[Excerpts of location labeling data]
******************************

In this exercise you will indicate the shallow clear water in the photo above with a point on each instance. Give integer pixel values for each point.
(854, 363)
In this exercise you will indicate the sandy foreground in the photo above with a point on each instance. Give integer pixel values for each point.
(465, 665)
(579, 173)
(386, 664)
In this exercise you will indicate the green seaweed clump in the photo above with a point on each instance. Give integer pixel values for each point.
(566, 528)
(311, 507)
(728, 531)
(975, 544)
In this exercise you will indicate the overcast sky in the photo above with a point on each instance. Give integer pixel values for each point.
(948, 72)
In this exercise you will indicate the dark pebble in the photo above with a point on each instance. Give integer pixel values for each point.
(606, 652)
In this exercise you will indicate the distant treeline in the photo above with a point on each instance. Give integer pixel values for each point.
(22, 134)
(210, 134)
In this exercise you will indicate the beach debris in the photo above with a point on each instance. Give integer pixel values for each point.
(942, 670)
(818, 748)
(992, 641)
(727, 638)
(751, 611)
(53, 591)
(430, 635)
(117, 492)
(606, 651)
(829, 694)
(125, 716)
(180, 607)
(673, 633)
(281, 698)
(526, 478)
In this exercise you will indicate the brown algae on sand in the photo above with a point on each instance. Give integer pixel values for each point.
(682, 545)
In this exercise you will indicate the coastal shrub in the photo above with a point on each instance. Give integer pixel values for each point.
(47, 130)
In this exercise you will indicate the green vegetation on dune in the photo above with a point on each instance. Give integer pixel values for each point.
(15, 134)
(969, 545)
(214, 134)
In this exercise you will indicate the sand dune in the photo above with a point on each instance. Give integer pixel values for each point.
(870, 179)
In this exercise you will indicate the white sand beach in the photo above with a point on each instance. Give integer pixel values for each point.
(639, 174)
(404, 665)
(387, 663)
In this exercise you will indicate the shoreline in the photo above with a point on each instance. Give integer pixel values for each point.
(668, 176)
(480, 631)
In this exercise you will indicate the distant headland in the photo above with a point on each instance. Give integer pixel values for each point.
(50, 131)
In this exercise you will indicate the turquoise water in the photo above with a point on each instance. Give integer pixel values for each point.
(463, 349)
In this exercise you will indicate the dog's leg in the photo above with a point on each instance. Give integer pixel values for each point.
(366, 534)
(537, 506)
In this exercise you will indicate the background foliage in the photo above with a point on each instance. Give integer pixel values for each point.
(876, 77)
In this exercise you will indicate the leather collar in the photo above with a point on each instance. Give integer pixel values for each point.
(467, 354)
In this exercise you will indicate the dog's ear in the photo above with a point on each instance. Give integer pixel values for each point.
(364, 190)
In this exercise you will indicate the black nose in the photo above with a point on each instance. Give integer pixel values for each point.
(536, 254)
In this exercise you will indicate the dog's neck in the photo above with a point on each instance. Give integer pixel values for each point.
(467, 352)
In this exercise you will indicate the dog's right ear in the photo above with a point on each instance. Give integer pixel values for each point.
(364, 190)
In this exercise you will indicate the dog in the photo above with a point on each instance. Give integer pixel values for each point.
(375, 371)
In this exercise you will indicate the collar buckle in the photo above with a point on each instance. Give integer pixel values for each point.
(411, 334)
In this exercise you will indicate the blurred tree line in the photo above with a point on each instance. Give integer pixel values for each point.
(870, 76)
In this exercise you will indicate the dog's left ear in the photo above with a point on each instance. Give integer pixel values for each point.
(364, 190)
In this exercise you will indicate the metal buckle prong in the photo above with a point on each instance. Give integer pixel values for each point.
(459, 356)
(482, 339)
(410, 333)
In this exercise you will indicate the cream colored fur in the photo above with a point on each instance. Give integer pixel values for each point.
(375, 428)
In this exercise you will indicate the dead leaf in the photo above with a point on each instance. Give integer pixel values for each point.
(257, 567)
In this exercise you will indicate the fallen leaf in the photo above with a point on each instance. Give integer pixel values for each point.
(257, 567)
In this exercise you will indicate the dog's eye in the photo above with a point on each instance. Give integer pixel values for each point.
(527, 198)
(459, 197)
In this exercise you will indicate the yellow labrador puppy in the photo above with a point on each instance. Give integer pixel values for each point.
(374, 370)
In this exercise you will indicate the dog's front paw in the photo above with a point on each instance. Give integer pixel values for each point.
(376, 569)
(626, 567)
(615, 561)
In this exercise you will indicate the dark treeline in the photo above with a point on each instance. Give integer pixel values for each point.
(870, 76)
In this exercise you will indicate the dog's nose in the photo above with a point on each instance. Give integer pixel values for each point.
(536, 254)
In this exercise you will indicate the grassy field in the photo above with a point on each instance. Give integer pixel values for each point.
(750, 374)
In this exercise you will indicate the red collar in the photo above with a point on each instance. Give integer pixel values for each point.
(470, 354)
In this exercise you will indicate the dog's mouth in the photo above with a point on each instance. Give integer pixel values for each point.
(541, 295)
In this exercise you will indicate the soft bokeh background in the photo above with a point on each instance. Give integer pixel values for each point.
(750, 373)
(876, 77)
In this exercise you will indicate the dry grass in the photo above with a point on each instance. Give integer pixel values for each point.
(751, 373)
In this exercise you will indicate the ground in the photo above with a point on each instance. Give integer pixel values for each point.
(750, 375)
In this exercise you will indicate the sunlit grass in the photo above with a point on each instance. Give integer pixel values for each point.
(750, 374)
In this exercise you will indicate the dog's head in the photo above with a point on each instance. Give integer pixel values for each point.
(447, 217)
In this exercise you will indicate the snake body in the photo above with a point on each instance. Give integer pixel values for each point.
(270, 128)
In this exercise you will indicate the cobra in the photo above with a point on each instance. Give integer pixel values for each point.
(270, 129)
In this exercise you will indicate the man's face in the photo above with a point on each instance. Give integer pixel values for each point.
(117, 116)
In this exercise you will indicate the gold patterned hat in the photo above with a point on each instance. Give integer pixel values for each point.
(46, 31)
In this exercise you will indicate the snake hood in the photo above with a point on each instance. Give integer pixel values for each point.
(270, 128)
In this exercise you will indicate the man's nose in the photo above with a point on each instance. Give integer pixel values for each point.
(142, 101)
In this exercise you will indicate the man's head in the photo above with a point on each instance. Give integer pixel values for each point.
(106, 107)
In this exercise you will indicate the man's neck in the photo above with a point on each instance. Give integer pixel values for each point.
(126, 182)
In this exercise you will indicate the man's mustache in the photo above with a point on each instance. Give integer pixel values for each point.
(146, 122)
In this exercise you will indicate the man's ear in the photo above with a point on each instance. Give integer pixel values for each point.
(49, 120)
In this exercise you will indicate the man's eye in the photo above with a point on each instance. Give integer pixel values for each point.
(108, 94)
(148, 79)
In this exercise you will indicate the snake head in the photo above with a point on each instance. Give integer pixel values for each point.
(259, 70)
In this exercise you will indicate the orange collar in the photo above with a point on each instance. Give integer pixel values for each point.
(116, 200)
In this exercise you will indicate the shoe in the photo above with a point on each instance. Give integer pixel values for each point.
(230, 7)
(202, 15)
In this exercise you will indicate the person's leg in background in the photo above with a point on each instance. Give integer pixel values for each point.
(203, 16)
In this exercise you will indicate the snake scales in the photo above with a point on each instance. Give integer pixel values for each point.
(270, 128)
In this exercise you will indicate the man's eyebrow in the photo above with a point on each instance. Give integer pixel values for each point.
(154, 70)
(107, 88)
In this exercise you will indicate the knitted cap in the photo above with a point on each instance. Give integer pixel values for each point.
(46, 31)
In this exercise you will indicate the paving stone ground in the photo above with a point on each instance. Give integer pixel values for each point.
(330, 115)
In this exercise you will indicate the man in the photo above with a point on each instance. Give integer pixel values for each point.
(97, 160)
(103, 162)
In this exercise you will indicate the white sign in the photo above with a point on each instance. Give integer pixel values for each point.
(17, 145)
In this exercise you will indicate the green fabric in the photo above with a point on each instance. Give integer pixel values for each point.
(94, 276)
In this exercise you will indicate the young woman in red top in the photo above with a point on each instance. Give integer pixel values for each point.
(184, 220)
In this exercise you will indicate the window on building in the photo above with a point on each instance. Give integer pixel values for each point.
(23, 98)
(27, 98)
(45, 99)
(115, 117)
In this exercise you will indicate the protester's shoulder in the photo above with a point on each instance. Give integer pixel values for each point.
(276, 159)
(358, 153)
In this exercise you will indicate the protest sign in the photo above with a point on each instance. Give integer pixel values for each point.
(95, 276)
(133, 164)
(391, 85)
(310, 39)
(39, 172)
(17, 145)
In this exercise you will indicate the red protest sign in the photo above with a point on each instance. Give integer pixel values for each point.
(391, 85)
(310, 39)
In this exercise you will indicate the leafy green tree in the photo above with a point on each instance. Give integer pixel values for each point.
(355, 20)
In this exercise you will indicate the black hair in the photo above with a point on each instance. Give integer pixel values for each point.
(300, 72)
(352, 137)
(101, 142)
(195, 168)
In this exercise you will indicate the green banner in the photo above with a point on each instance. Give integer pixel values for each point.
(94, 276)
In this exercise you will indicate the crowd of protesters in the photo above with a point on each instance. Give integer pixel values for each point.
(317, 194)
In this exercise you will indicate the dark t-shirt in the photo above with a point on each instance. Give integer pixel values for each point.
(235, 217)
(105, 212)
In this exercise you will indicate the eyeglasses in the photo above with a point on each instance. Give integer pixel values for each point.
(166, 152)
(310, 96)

******************************

Take the line with "In this exercise you will indicate the white sign" and all lines after it through the end of the records, and write them out exactly; include nothing else.

■ RESULT OF THE EXERCISE:
In this exercise you will indicate the white sign in the photo above with a point on each instance. Give integer pixel values for each point.
(17, 145)
In this exercise you will indicate the green fabric in the photo above with a point on each instance. Give integer pixel values for each point.
(94, 276)
In this exercise you will indicate the young woman in red top in the photo above with a point on each instance. Give integer pixel values for each point.
(184, 220)
In this exercise you will indicate the window on building in the photo above with a point on each instance. Give integer pixel values for each point.
(23, 98)
(27, 98)
(45, 99)
(115, 117)
In this exercise you will indicate the protester's shoulder in the photo above with a point on each instance. Give integer pixel values for each point.
(276, 159)
(358, 153)
In this exercise you will indicate the protest sign in the photo above with a point on each instance. Give integer pixel values for each point.
(95, 276)
(133, 164)
(391, 85)
(310, 39)
(39, 172)
(17, 145)
In this exercise you will indicate the red protest sign in the photo above with a point on each instance. Give integer pixel values for each point.
(391, 85)
(310, 39)
In this exercise you will indicate the leafy green tree in the photo above with a point on each instance. Give integer pixel values for each point.
(355, 20)
In this exercise you will indicate the black hair in the photo above with a point on each instance. Give integer pixel values for each point.
(300, 72)
(352, 137)
(101, 142)
(195, 168)
In this exercise you will indicate the green banner in the photo above with a point on each instance. Give integer pixel values for each point.
(94, 276)
In this exercise you will indicate the crowd of protesters in the photo above with a point on each instance. Give integer pixel values for each point.
(317, 194)
In this exercise you will indicate the dark t-shirt in the photo above with a point on each instance. Give integer pixel values for each point.
(235, 217)
(105, 212)
In this exercise you will indicate the eyeglasses in the photo above with a point on each instance. Give integer pixel values for each point.
(166, 152)
(310, 96)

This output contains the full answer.